-- START RECORD LIST --

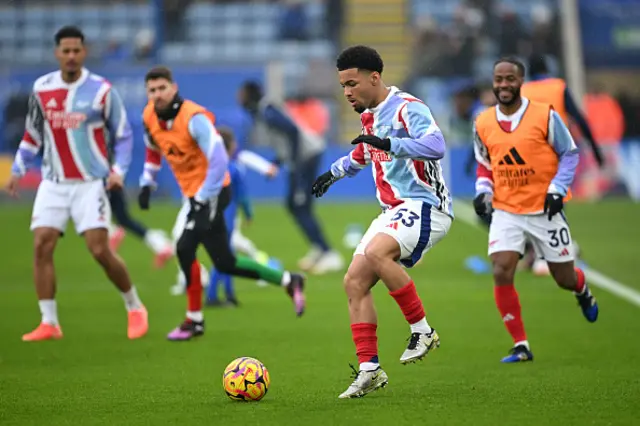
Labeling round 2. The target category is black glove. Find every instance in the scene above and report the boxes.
[473,192,493,217]
[544,194,564,220]
[351,135,391,151]
[138,186,151,210]
[189,198,215,231]
[311,170,338,198]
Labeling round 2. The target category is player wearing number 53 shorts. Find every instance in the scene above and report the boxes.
[474,58,598,362]
[312,46,453,398]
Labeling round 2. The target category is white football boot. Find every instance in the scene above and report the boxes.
[400,329,440,364]
[338,366,389,399]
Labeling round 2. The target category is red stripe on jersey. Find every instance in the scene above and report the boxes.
[93,127,109,161]
[100,86,111,106]
[22,130,40,148]
[373,161,402,207]
[144,148,162,167]
[360,112,373,135]
[38,89,82,179]
[413,160,431,186]
[398,104,409,133]
[358,112,402,207]
[476,163,493,181]
[351,143,367,166]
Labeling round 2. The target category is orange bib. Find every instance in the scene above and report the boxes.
[142,100,230,197]
[520,78,569,126]
[476,101,558,214]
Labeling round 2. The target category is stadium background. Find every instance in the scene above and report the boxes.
[0,0,640,199]
[0,0,640,426]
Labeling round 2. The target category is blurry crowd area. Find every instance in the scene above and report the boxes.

-- END RECORD LIST --

Write out all of the data above word for word, leaving the picture out of your copy.

REPLY TO THE EXERCISE:
Labeling round 2. The target category is black glove. Find every instance in the scene above and report the boxes.
[473,192,493,217]
[544,194,564,220]
[351,135,391,151]
[138,186,151,210]
[189,198,215,231]
[311,170,338,198]
Labeling round 2. The target category is player wearing number 53 shorts. Find every instance in the scene above and report the boxes.
[474,58,598,362]
[312,46,453,398]
Labeling round 2. The target category is white football boot. Find every instance in the scene above and report the boxes.
[400,329,440,364]
[338,366,389,399]
Labeling round 2. The target category is red stripe on jersey. Find every instance in the scene above and report the boxes.
[93,127,109,161]
[100,86,111,106]
[22,130,40,148]
[373,161,402,207]
[144,148,162,167]
[360,112,373,135]
[38,89,82,179]
[413,160,431,186]
[398,104,409,133]
[358,112,402,207]
[476,163,493,181]
[351,143,367,166]
Labeling round 2. The target category is orange bib. Find every instance in the scene above and report the boxes.
[142,100,230,197]
[520,78,569,126]
[476,101,558,214]
Labeling round 2. The target category is stadium background. Find every instance in the scene above and report the boxes.
[0,0,640,199]
[0,0,640,426]
Labeling round 2. The target category is blurry crowd area. Find every instance in the scene above and report the boxes.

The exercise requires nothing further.